■ **STATED TASK**
Put every line of the material below into a JSON list of strings, one string per line, and leave out any blank lines.

(Items drawn from a data source)
** START **

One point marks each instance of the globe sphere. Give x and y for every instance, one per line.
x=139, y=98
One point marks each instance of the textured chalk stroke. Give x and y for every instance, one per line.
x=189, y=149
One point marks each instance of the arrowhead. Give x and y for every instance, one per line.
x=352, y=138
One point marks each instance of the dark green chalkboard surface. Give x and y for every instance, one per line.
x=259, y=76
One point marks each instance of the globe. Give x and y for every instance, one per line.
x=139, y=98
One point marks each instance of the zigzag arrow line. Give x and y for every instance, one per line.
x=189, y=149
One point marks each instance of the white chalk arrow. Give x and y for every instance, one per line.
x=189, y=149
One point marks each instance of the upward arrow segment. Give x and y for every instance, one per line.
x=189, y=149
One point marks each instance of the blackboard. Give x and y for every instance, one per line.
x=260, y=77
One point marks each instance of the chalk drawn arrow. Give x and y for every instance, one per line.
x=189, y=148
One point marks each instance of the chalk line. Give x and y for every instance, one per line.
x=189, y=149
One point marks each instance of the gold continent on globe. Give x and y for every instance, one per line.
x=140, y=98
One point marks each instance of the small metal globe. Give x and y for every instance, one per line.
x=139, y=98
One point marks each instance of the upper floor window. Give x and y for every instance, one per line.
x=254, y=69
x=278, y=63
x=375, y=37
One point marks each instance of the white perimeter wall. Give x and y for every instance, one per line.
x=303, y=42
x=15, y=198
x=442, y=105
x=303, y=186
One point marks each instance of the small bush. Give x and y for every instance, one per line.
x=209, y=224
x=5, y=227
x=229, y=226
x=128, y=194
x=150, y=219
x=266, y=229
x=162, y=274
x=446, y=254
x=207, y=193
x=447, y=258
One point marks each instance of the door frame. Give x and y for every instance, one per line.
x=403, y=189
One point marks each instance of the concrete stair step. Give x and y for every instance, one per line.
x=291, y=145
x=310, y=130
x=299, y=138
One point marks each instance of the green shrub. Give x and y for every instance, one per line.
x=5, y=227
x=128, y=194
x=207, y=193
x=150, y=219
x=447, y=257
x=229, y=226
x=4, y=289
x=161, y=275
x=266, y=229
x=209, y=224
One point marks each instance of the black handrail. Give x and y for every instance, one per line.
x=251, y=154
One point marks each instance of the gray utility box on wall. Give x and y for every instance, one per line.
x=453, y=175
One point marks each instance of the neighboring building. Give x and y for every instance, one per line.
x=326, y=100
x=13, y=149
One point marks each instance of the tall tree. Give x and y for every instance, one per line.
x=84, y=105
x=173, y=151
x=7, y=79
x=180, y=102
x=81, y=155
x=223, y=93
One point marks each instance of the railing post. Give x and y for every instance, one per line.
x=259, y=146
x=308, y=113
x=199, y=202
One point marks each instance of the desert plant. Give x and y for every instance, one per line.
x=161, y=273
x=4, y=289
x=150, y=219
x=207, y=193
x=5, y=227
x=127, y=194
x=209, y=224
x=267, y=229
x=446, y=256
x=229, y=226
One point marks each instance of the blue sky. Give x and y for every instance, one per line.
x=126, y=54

** END **

■ **COMPLETE ANSWER**
[
  "One point marks each instance of the globe sphere. Give x and y for every instance, one per line.",
  "x=139, y=98",
  "One point marks each instance of the textured chalk stroke. Give x and y for every instance, one per line.",
  "x=189, y=149",
  "One point marks each instance of the arrowhead. Give x and y for every instance, one per line.",
  "x=352, y=138",
  "One point marks each instance of the dark green chalkboard surface. Give x and y for every instance, one per line.",
  "x=259, y=76",
  "One point marks each instance of the globe. Give x and y for every instance, one per line.",
  "x=139, y=98",
  "One point marks each instance of the zigzag arrow line. Give x and y for every instance, one per line.",
  "x=189, y=149",
  "One point marks each instance of the white chalk arrow. Give x and y for every instance, one per line.",
  "x=189, y=149",
  "One point marks each instance of the upward arrow segment. Give x and y for every instance, one per line.",
  "x=189, y=149",
  "One point marks each instance of the blackboard. Give x and y for every instance, one per line.",
  "x=260, y=77",
  "One point marks each instance of the chalk drawn arrow. Give x and y for every instance, one per line.",
  "x=189, y=148",
  "One point marks each instance of the chalk line. Give x and y for every instance, one per line.",
  "x=189, y=149",
  "One point marks each instance of the gold continent on globe. Give x and y for every instance, one per line.",
  "x=140, y=98",
  "One point marks each instance of the small metal globe. Give x and y for every instance, one per line.",
  "x=139, y=98",
  "One point marks each instance of the upper floor window. Give x and y for every instance, one per line.",
  "x=254, y=69",
  "x=278, y=63",
  "x=375, y=37",
  "One point marks each instance of the white perimeter wall. Give x and y for every instance, one per line.",
  "x=303, y=42",
  "x=15, y=198",
  "x=442, y=105",
  "x=303, y=186",
  "One point marks each instance of the small bush. Give x and y for every instance, one per line.",
  "x=209, y=224",
  "x=5, y=227",
  "x=229, y=226",
  "x=128, y=194",
  "x=150, y=219",
  "x=266, y=229",
  "x=162, y=274",
  "x=446, y=254",
  "x=207, y=193",
  "x=447, y=258",
  "One point marks each instance of the door frame. Give x and y for every instance, one per line.",
  "x=403, y=189",
  "One point marks each instance of the concrete stair step. Give x and y for every instance, one per line.",
  "x=291, y=145",
  "x=310, y=130",
  "x=299, y=138",
  "One point marks each instance of the green shrub. Give x and y for every instance, one per line.",
  "x=5, y=227",
  "x=128, y=194",
  "x=207, y=193",
  "x=150, y=219",
  "x=447, y=257",
  "x=229, y=226",
  "x=4, y=289",
  "x=161, y=275",
  "x=266, y=229",
  "x=209, y=224",
  "One point marks each instance of the black handrail. Give x and y for every instance, one per line.",
  "x=251, y=154",
  "One point marks each instance of the gray utility box on wall. Give x and y for every instance, one per line.",
  "x=453, y=175",
  "One point marks each instance of the neighboring building. Give x and y for every instance, one per line.",
  "x=326, y=100",
  "x=13, y=149",
  "One point marks each instance of the tall tree. Give x and y for every instance, one per line.",
  "x=84, y=105",
  "x=173, y=151",
  "x=7, y=79",
  "x=180, y=102",
  "x=81, y=155",
  "x=223, y=93",
  "One point marks each instance of the railing post. Give x and y for every instance, one per line.",
  "x=259, y=146",
  "x=308, y=113",
  "x=199, y=202",
  "One point marks each instance of the desert plant. Give x and y for every instance, one per line.",
  "x=161, y=273",
  "x=4, y=289",
  "x=150, y=219",
  "x=207, y=193",
  "x=5, y=227",
  "x=127, y=194",
  "x=209, y=224",
  "x=267, y=229",
  "x=446, y=256",
  "x=229, y=226",
  "One point marks each instance of the blue sky. Give x and y for every instance, one per line.",
  "x=126, y=54"
]